======== PROVIDED DATA ========
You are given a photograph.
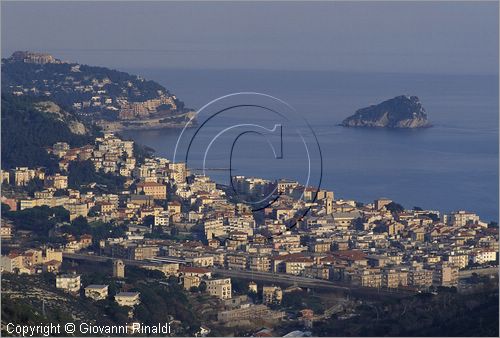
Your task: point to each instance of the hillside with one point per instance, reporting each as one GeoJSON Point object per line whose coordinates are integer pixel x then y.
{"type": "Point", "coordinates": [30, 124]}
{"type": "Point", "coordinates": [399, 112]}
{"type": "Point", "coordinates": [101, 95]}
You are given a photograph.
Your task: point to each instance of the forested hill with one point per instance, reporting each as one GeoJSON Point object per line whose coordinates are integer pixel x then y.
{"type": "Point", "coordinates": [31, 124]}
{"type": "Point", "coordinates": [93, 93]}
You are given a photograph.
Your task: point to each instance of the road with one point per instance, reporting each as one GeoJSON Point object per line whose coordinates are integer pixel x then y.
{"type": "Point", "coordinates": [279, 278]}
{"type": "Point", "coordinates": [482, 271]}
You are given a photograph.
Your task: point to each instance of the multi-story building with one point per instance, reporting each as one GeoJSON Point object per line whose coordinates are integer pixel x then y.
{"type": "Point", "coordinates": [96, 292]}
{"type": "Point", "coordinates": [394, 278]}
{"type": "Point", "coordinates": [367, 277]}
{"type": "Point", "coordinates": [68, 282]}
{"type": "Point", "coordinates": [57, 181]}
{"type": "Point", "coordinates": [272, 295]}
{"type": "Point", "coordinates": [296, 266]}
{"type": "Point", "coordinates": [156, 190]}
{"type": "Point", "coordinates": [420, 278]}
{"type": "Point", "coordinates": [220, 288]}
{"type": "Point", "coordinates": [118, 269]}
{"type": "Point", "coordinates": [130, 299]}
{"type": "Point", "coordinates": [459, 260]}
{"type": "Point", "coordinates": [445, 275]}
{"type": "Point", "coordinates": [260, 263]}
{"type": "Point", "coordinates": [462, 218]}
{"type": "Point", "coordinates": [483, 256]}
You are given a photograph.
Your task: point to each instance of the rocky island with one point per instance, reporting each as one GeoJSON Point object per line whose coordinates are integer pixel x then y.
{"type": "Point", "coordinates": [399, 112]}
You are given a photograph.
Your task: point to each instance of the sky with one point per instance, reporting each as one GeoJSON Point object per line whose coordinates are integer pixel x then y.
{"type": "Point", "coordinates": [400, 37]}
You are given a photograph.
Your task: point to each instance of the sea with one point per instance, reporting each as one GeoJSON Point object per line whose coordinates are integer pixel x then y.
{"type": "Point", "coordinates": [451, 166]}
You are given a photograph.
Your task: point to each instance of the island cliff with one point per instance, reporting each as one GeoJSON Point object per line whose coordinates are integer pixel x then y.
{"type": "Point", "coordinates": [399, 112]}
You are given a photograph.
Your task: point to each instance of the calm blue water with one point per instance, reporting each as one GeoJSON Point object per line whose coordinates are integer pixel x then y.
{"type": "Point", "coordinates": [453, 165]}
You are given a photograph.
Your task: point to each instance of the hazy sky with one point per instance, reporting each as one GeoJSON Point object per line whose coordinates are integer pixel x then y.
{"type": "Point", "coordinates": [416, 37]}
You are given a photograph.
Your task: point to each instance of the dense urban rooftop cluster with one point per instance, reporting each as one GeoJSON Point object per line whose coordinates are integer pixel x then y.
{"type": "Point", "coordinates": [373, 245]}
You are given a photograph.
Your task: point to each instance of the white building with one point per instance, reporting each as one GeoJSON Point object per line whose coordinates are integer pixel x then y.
========
Repeat the material above word for word, please, apart from its images.

You are given a photograph.
Your task: point to each instance of the hillside with one point per instance, reporting each as one GeoJSON Point object per line whose coordinates are integer pixel x then y.
{"type": "Point", "coordinates": [30, 124]}
{"type": "Point", "coordinates": [399, 112]}
{"type": "Point", "coordinates": [101, 95]}
You are given a photograph.
Your task: point to each instance of the forested hill with one point per instance, reporting each as one GeoJSON Point object per line whose coordinates are integer pixel x then y.
{"type": "Point", "coordinates": [31, 124]}
{"type": "Point", "coordinates": [93, 93]}
You are given a photograph.
Your task: point to each instance of the road with one point per instance, reporting each as one GeoJSON Point object per line whose coordinates are integer pixel x then y.
{"type": "Point", "coordinates": [279, 278]}
{"type": "Point", "coordinates": [482, 271]}
You are given a photograph.
Your task: point to each instance of the multi-story building with one point per instance, reporting each as one GeoJSON Point object per line whose coordinates are integer pixel x then y.
{"type": "Point", "coordinates": [96, 292]}
{"type": "Point", "coordinates": [394, 278]}
{"type": "Point", "coordinates": [367, 277]}
{"type": "Point", "coordinates": [68, 282]}
{"type": "Point", "coordinates": [57, 181]}
{"type": "Point", "coordinates": [272, 295]}
{"type": "Point", "coordinates": [296, 266]}
{"type": "Point", "coordinates": [156, 190]}
{"type": "Point", "coordinates": [420, 278]}
{"type": "Point", "coordinates": [220, 288]}
{"type": "Point", "coordinates": [118, 269]}
{"type": "Point", "coordinates": [130, 299]}
{"type": "Point", "coordinates": [459, 260]}
{"type": "Point", "coordinates": [445, 275]}
{"type": "Point", "coordinates": [260, 263]}
{"type": "Point", "coordinates": [462, 218]}
{"type": "Point", "coordinates": [483, 256]}
You are given a photograph.
Your task: point to each instance of the rocky island with one point per instance, reporting each as one GeoJSON Point object per line whose coordinates are integer pixel x then y.
{"type": "Point", "coordinates": [399, 112]}
You are given a photograph.
Your task: point to each instance of the sky with one point per instance, reporting each as one GeoJSON Point object per line whose coordinates are integer pixel x then y.
{"type": "Point", "coordinates": [400, 37]}
You are given a photograph.
Your task: point to each instance of the sea with one point per instance, reporting each as one GeoJSON Point object per line whose coordinates are integer pixel x then y.
{"type": "Point", "coordinates": [451, 166]}
You are given a photograph.
Your task: point to each instance of the island cliff with one point per instance, reporting each as one GeoJSON Point object per line whose coordinates are integer pixel x then y.
{"type": "Point", "coordinates": [399, 112]}
You are given a photograph.
Your task: point to each instance of the calm blue water with one point per instance, reporting each as one GeoJSON Point object per line whose coordinates are integer pixel x then y.
{"type": "Point", "coordinates": [453, 165]}
You are given a photograph.
Your task: point to each instance of the hazy sky with one point per instance, reporting each as one GeoJSON Point object per line whose coordinates are integer pixel x then y.
{"type": "Point", "coordinates": [416, 37]}
You are given a photograph.
Your task: point to each instance of the dense urban rooftop cluster with one point per instance, reporting each as one GeoJSON Point object per line whose coordinates are integer pixel x then y.
{"type": "Point", "coordinates": [373, 245]}
You are given a photograph.
Your task: point to each instance of the white building with one point per instance, reporting each as one GeoJSON Point object per line whose coordinates are integer pixel x then y.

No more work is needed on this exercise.